Exercise passage:
Scientific classification
- Kingdom: Plantae
- Clade: Tracheophytes
- Clade: Angiosperms
- Clade: Eudicots
- Clade: Asterids
- Order: Lamiales
- Family: Oleaceae
- Genus: Fraxinus
- Section: Fraxinus sect. Fraxinus
- Species: F. mandshurica
- Binomial name: Fraxinus mandshurica Rupr.

= Fraxinus mandschurica =

- Genus: Fraxinus
- Species: mandshurica
- Authority: Rupr.
- Conservation status: LC

Species of ash

Fraxinus mandshurica, or the Manchurian ash, is a species of Fraxinus native to northeastern Asia in northern China (Gansu, Hebei, Heilongjiang, Henan, Hubei, Jilin, Liaoning, Shaanxi, Shanxi), Korea, Japan and southeastern Russia (Sakhalin Island).

It is a medium-sized to large deciduous tree reaching 30 m tall, with a trunk up to 50 cm in diameter. The leaves are 25–40 cm long, pinnate compound, with 7–13 leaflets, the leaflets 5–20 cm long and 2–5 cm broad, subsessile on the leaf rachis, and with a serrated margin. They turn to a golden-yellow in early autumn, and the tree is usually early to change color. The flowers are produced in early spring, before the new leaves, in compact panicles; they are inconspicuous with no petals, and are wind-pollinated. The fruit is a samara comprising a single seed 1–2 cm long with an elongated apical wing 2.5–4 cm long and 5–7 mm broad.

It is closely related to Fraxinus nigra (black ash) from eastern North America, and has been treated as a subspecies or variety of it by some authors, as F. nigra subsp. mandschurica (Rupr.) S.S.Sun, or F. nigra var. mandschurica (Rupr.) Lingelsheim. However, unlike that species, Fraxinus mandshurica is dioecious, with male and female flowers produced on separate individuals.

The spelling of the species name is disputed; some (e.g. the Flora of China) cite mandschurica, while others (e.g. USDA GRIN) cite mandshurica. The original 1857 Russian publication spelled it without the "c".

==Ecology==
It is tolerant of many soil conditions including the wet soils of swamps and river valleys, and is not particular as to soil pH except for showing poor growth at high pH. It requires full sun for optimal growth, and should receive at least 50 cm of precipitation each year. It requires a continental climate with well-defined seasons with cold winters, hot summers, and freedom from late spring frosts.

Dataset content:
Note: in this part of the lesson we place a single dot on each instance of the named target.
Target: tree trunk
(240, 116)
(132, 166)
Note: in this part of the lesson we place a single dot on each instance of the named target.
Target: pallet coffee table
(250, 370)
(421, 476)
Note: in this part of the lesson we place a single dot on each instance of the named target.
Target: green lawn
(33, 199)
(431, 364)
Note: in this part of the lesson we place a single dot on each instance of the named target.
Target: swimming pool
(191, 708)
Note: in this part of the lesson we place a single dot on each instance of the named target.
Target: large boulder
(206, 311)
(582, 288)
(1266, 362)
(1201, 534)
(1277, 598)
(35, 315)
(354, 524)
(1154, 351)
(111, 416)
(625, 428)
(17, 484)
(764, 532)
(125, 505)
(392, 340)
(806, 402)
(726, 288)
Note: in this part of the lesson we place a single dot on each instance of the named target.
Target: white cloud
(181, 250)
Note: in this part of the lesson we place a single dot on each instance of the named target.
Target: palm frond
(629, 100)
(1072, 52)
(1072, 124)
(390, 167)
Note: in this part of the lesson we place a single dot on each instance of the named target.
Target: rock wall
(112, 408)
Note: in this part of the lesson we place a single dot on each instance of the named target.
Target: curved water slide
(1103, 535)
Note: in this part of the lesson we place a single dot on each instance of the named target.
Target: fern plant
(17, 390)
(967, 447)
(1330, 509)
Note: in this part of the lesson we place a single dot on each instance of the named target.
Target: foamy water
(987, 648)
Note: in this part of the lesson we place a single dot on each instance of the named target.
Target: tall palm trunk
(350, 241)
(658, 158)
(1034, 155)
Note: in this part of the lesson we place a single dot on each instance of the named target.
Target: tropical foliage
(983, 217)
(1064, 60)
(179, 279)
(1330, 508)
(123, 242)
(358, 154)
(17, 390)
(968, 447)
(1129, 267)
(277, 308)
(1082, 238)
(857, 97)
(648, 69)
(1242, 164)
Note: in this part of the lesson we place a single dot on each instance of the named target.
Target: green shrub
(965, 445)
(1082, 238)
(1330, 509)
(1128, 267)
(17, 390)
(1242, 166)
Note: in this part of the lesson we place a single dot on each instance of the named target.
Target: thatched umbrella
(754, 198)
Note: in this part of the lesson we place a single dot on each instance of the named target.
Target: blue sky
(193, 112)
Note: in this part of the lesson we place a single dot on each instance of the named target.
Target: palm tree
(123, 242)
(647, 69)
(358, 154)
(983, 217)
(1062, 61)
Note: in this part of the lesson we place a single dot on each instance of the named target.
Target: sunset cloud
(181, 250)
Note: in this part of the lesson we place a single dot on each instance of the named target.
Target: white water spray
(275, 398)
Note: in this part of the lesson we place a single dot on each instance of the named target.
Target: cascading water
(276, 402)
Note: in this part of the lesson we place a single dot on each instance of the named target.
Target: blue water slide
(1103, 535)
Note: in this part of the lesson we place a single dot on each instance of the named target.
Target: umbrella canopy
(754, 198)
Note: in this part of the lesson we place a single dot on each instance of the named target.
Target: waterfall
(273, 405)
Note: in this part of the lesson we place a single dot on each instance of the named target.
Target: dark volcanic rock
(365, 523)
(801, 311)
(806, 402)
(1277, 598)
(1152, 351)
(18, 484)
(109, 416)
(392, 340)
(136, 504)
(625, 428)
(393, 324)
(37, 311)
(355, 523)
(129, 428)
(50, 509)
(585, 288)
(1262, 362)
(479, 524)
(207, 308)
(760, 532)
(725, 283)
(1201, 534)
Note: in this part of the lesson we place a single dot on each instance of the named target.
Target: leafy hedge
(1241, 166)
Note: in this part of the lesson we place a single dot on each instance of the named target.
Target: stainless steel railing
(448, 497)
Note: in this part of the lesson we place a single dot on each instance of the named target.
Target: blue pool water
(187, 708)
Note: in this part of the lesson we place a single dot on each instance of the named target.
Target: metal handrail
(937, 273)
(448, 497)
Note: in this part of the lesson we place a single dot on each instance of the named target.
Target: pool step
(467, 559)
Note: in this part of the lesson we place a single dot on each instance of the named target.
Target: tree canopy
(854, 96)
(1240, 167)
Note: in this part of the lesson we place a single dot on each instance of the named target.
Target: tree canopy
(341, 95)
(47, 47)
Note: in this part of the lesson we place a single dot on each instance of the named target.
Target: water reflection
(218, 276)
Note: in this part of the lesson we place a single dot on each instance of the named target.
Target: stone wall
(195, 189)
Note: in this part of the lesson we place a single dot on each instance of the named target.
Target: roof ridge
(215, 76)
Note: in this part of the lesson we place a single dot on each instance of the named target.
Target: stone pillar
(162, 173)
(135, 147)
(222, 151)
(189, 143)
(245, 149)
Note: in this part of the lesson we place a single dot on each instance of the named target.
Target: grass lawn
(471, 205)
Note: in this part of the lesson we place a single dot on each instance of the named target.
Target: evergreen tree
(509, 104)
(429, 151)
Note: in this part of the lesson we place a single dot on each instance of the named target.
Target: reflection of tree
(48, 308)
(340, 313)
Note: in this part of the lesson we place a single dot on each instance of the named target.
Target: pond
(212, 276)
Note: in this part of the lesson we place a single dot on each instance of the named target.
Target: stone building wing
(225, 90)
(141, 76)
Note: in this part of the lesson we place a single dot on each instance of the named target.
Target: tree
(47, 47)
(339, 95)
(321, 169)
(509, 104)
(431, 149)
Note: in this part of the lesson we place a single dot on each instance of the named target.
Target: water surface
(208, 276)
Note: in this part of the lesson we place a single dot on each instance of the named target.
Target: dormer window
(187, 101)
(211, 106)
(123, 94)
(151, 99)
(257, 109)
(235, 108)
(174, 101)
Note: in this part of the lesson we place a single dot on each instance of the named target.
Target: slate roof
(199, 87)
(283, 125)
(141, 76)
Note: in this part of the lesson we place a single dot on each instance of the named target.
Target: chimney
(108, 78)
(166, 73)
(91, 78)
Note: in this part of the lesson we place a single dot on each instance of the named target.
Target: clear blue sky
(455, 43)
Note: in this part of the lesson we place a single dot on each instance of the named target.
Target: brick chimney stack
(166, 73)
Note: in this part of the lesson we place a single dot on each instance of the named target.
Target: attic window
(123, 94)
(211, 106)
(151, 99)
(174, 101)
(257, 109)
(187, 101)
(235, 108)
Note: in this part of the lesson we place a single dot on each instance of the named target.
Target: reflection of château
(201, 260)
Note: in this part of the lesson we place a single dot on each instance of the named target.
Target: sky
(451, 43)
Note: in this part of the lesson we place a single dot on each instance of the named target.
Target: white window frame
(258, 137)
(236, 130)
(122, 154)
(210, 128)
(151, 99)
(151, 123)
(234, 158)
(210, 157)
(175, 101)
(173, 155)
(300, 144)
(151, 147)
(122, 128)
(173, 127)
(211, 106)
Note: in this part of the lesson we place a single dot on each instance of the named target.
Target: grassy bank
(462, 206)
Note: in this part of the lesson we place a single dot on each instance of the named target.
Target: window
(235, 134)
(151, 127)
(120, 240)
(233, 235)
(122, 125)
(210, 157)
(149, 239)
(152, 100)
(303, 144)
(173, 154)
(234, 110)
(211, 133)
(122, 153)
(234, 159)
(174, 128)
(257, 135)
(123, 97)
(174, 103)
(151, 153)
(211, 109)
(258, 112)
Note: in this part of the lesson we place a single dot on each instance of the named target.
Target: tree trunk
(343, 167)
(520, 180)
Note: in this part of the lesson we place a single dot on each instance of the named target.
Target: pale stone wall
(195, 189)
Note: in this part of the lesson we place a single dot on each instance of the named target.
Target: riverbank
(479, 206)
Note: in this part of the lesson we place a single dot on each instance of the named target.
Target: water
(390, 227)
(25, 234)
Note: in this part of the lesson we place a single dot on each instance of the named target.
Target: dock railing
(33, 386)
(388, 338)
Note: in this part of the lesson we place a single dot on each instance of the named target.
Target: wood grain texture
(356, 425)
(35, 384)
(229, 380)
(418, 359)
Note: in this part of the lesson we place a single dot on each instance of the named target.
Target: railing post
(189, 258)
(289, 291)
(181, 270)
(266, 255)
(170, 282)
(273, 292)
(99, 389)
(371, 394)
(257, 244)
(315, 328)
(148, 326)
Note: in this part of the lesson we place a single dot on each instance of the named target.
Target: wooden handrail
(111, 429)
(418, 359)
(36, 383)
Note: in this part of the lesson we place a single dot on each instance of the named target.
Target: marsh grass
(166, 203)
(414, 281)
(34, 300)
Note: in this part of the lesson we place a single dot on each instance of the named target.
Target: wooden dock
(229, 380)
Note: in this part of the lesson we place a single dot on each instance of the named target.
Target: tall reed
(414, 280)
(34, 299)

Complete the following:
[a] In the Manchurian ash text, how many leaflets make up each leaf?
[b] Continue the Manchurian ash text from its end.
The rows are separate from the Manchurian ash text.

Results by task:
[a] 7–13 leaflets.

[b]
The seeds are eaten by a wide variety of birds.

==Uses==
This tree is occasionally cultivated as an ornamental tree in parts of Canada and the United States. Manchurian ash can be used as a medium height wind break for a farmstead. It is also highly tolerant of urban pollution and will even grow well in inner city environments. The tree also makes an excellent landscape tree in moist areas, especially along roads and ditches where a good amount of water can be available. The Manchurian grows into a denser oval form with age.

It has proved very intolerant of oceanic climate conditions in cultivation, leafing out too early and then being damaged by late spring frosts.

The species is being tested as a potential source of genes for resistance to emerald ash borer Agrilus planipennis, an Asian insect which occurs alongside Manchurian ash in the wild, and which has become an invasive pest species in North America. However, significant mortality in Manchurian ash from emerald ash borer is also recorded in the wild in China.

The cultivar Fraxinus mandshurica 'Mancana' ("Manchana Ash") has been selected by the Morden Research Station, Morden, Manitoba. It has a dense oval to globose crown, and is a male tree; it is very hardy. Hybrids with black ash have also been produced in cultivation.